::: Document segment :::

Wednesday, December 10, 2008

Fitz Pushes Envelope with Bonds-for-Editorial-Scalps Charge

It’s not terribly nice for a sitting governor to threaten to withhold financial assistance to a newspaper company because one of its outlets is calling for the governor’s impeachment. But is it a federal crime?

That’s one of the tricky questions posed by the case U.S. Attorney Patrick Fitzgerald unveiled yesterday against Illinois Governor Rod Blagojevich. Fitzgerald pushed the legal envelope when he charged that Blagojevich used his aides to solicit a bribe by telling the Tribune Company that a state-backed refinancing of its debt related to Wrigley Field would make more progress if the Chicago Tribune fired editorial writers who had sharply criticized the governor.

“It is novel. I can tell you that,” a former U.S. Attorney in Washington, D.C., Roscoe Howard, said of the newspaper-related bribery charge.

According to an FBI agent’s affidavit, Blagojevich’s wife, Patricia, could be heard in a wiretapped telephone call colorfully proposing that the governor’s aides “hold up that fucking Cubs shit….Fuck them.”

The preliminary charges filed against Blagojevich describe the proposed editorial board firings as a “thing of value” demanded from Tribune Co. Defendants in bribery prosecutions “are usually looking for money,” Mr. Howard said.

“It is kind of interesting as a legal issue whether the firing of certain editorial board members constitutes a ‘thing of value’ under the bribery statutes,” a law professor at Northwestern University in Chicago, Albert Alschuler, said. “There’s an obvious argument it is….The argument the other way is that reading the statute that way would make almost anything a ‘thing of value.’” Sexual favors have been held to be “things of value,” but several lawyers contacted for this article were unaware of any case addressing whether an editorial stance or news coverage met that test.

Alschuler said he expects prosecutors to argue that Blagojevich “taking into account anything other than the greater welfare of the people of the State of Illinois deprives the people of the State of Illinois of their right to honest services.” That stance is one that gives federal prosecutors broad authority to determine when personal interests have been put ahead of the public’s interest, a judgment that is open to dispute in the world of machine politics.

:::

Problems to work on =
#1 In the article on the Blagojevich charges, what does Albert Alschuler do, and where?
#2 Translate this sentence from the article on the Blagojevich charges into Spanish: "It’s not terribly nice for a sitting governor to threaten to withhold financial assistance to a newspaper company because one of its outlets is calling for the governor’s impeachment."

::: Input data :::

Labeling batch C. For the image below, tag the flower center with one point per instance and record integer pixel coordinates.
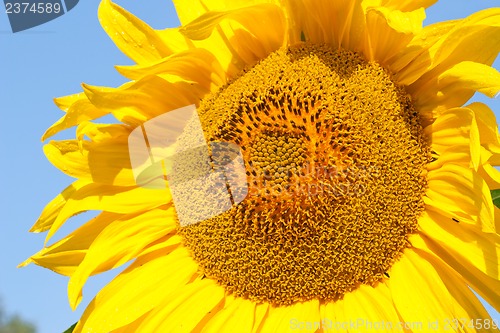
(335, 160)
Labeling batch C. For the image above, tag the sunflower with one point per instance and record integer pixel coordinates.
(367, 196)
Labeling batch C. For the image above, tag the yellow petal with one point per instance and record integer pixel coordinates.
(65, 255)
(467, 244)
(196, 65)
(407, 5)
(475, 38)
(333, 317)
(189, 11)
(249, 34)
(339, 23)
(370, 308)
(78, 111)
(136, 102)
(487, 123)
(389, 31)
(454, 130)
(65, 102)
(139, 289)
(132, 36)
(456, 85)
(428, 295)
(123, 200)
(461, 193)
(416, 50)
(118, 243)
(301, 316)
(237, 315)
(53, 208)
(469, 275)
(106, 162)
(186, 309)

:::

Solutions in order =
#1 He is a law professor at Northwestern University in Chicago.

#2 No es nada agradable que un gobernador en funciones amenace con retener la ayuda financiera a una empresa periodística porque uno de sus medios está pidiendo un juicio político contra el gobernador.